»»
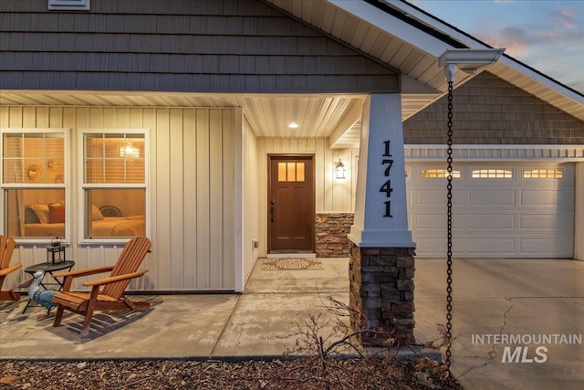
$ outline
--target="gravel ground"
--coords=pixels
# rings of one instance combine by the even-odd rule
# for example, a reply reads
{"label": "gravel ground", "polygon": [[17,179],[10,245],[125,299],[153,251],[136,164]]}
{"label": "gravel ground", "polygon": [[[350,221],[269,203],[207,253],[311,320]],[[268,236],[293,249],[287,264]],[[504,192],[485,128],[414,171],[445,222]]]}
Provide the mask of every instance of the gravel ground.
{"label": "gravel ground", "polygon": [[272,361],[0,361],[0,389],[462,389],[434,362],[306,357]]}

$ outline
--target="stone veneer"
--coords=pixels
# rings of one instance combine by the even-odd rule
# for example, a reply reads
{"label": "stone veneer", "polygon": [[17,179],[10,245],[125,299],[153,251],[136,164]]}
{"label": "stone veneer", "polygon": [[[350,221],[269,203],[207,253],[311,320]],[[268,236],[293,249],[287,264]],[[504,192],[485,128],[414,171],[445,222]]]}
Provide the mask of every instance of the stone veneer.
««
»»
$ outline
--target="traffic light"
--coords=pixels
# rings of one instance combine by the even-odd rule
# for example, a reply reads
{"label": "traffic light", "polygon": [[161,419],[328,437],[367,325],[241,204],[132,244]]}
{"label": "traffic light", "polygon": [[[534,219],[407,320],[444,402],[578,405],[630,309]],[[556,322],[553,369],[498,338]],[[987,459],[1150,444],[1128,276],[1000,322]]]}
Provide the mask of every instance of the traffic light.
««
»»
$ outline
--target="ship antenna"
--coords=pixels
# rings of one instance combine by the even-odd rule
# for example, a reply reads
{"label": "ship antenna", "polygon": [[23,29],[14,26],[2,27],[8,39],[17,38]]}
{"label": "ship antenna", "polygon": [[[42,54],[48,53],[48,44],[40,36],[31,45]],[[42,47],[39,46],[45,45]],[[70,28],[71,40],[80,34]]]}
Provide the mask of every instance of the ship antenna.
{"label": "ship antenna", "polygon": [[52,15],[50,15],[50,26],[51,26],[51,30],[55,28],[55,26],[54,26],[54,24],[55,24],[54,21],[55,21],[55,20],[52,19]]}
««
WORK TO BE COMPLETED: Gather every line of the material above that contains the string "gravel" and copy each one in full.

ANSWER IN FULL:
--target="gravel ground"
{"label": "gravel ground", "polygon": [[17,179],[10,245],[125,299],[153,251],[136,164]]}
{"label": "gravel ground", "polygon": [[[350,221],[269,203],[207,253],[311,320]],[[268,236],[293,249],[287,264]],[[504,192],[485,128],[414,171],[445,222]]]}
Provide the mask of every instance of the gravel ground.
{"label": "gravel ground", "polygon": [[272,361],[0,361],[0,389],[462,389],[434,362],[306,357]]}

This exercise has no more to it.